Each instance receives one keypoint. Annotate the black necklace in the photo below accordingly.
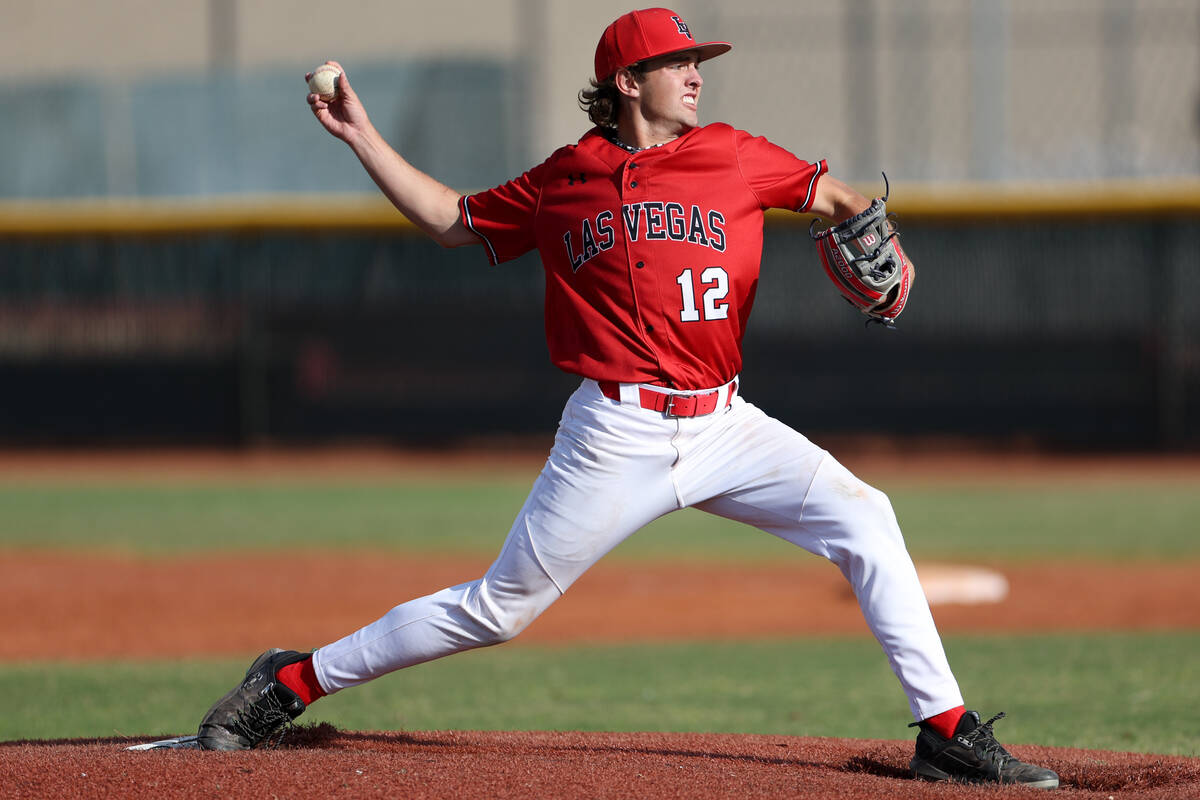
(612, 137)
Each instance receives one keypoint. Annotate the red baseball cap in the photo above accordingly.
(648, 34)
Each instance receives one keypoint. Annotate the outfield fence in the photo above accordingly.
(1062, 318)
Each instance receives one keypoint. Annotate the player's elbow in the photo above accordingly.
(456, 235)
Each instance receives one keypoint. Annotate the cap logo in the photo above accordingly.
(683, 28)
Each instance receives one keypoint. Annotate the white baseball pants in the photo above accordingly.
(616, 467)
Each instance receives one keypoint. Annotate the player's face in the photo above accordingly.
(670, 94)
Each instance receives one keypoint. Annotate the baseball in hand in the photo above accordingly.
(324, 82)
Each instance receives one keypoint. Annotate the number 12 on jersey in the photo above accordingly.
(718, 280)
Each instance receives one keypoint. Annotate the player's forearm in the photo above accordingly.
(835, 200)
(431, 205)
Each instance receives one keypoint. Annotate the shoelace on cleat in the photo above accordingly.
(262, 723)
(985, 738)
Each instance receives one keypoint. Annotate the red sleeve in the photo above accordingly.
(778, 179)
(503, 216)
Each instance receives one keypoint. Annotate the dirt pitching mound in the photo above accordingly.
(322, 762)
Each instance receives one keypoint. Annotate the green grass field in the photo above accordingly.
(1103, 521)
(1121, 691)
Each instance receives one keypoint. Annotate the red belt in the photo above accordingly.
(672, 404)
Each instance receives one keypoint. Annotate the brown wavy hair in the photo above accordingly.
(603, 100)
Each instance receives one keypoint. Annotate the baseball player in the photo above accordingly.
(651, 233)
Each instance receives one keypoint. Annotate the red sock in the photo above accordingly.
(946, 722)
(301, 679)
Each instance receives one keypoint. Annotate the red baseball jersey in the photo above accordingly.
(652, 258)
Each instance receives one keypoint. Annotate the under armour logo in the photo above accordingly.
(683, 26)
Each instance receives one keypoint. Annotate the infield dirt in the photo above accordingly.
(690, 601)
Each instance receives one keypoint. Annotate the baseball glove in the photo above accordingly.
(863, 258)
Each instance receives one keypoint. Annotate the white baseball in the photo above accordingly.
(324, 82)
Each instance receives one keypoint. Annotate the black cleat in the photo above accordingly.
(973, 756)
(257, 710)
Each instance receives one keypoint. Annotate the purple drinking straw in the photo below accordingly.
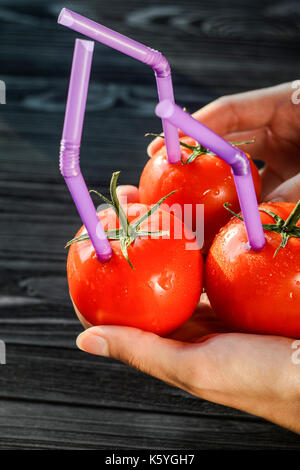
(138, 51)
(237, 159)
(70, 146)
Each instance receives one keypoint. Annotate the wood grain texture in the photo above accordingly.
(53, 396)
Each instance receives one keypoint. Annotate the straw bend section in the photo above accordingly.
(138, 51)
(234, 157)
(70, 147)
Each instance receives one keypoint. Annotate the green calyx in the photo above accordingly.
(198, 150)
(128, 231)
(285, 228)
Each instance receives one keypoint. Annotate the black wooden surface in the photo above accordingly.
(52, 395)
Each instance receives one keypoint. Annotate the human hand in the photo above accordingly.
(253, 373)
(273, 119)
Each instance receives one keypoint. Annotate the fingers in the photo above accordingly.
(128, 194)
(288, 191)
(166, 359)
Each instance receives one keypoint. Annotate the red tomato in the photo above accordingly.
(158, 295)
(207, 180)
(254, 291)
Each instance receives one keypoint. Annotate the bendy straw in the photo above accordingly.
(70, 147)
(234, 157)
(138, 51)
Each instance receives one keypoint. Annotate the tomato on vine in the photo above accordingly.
(200, 178)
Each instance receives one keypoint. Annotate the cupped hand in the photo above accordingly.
(272, 117)
(253, 373)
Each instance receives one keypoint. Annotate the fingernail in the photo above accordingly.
(275, 199)
(93, 344)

※ ※ ※

*DIRECTION*.
Reproduce all the items above with "Annotate" changed to "Mark" throughout and everything else left unchanged, omitting the pictures.

*RESULT OF THE TASK*.
Each instance receives one keypoint. Mark the black necklace in the photo below accordingly.
(612, 137)
Each instance receives one keypoint. Mark the red baseball cap in the photo above accordingly.
(648, 34)
Each instance receives one keypoint. Mark the outfield fence in the photo above accordingly.
(1062, 318)
Each instance receives one keypoint. Mark the player's elbow in the photo above accordingly.
(456, 235)
Each instance receives one keypoint. Mark the cap logo in the photo above accordingly.
(683, 28)
Each instance receives one keypoint. Mark the white baseball pants in the photo above accordingly.
(616, 467)
Each instance receives one keypoint. Mark the player's face in the photo above accordingly.
(670, 94)
Each instance receives one keypoint. Mark the baseball in hand in the photo above accordingly.
(324, 82)
Each instance receives one keypoint. Mark the number 12 on jersey in the photo above accordingly.
(718, 280)
Each instance receives one keypoint. Mark the player's forearm in the photo above accordingly.
(835, 200)
(431, 205)
Each instance receives one keypoint. Mark the shoelace on cleat in the photo above accordingly.
(262, 723)
(985, 738)
Each instance receives one keypoint. Mark the red sleeve in the photo above accordingly.
(778, 179)
(503, 216)
Each instance receives one keypoint. Mark the dirt pitching mound in the photo above accordingly.
(322, 762)
Each instance receives one keypoint. Mark the green grass field in the photo above accordingly.
(1103, 521)
(1121, 691)
Each instance receives one keypoint. Mark the red belt in the photo above accordingly.
(672, 404)
Each instance receives one keypoint. Mark the brown wavy hair in the photo above accordingly.
(603, 100)
Each instance receives one keypoint. Mark the baseball player in the photo above accordingly.
(651, 233)
Each instance receives one keypoint. Mark the red sock in the photo above accordingly.
(946, 722)
(301, 679)
Each instance receives one keypoint. Mark the red baseball jersey in the photo above accordingly.
(652, 258)
Each instance receives one keypoint. Mark the under armour logo in the photo above accordingly.
(683, 26)
Each instance receives one keypoint. Mark the infield dirt in the photo above accordingly.
(690, 601)
Each instance receives one keypoint. Mark the baseball glove in the photo above accordingly.
(863, 258)
Each instance receives one keypoint. Mark the white baseball in the photo above accordingly.
(324, 82)
Each instance receives one keypoint. Mark the black cleat in the photo above accordingly.
(973, 756)
(257, 710)
Each instance receives one keypoint. Mark the purple drinking straw in the photo below accordingly.
(138, 51)
(237, 159)
(70, 146)
Each instance receives one keypoint. Mark the wood grain texture in the photo above accordingly.
(53, 396)
Each instance receives one keypoint. Mark the straw bend section in the photo above accordingly.
(138, 51)
(234, 157)
(70, 147)
Each instance receives one keypoint. Mark the green calyx in the photo above accordingly.
(198, 150)
(128, 231)
(285, 228)
Each instance receives one keypoint. Mark the black wooden surface in the photo above accordingly.
(52, 395)
Each instance receives one keypoint. Mark the human hand in the photo above accordingly.
(253, 373)
(273, 119)
Each instance receives one keypoint. Mark the fingers in the photo above accordingly.
(128, 194)
(288, 191)
(166, 359)
Each instance receives one keypoint. Mark the red tomato in the photo above accordingly.
(158, 295)
(207, 180)
(254, 291)
Each instance receives one keypoint. Mark the bendy straw in the photo above accordingly.
(70, 147)
(234, 157)
(138, 51)
Each instance receives one keypoint. Mark the tomato on vine in the photo above accordingly.
(200, 178)
Each instance receives one keypoint. Mark the cupped hand in the photo above accordingly.
(272, 117)
(253, 373)
Each instance receives one keypoint. Mark the fingernail in the photo above accordingly.
(275, 199)
(93, 344)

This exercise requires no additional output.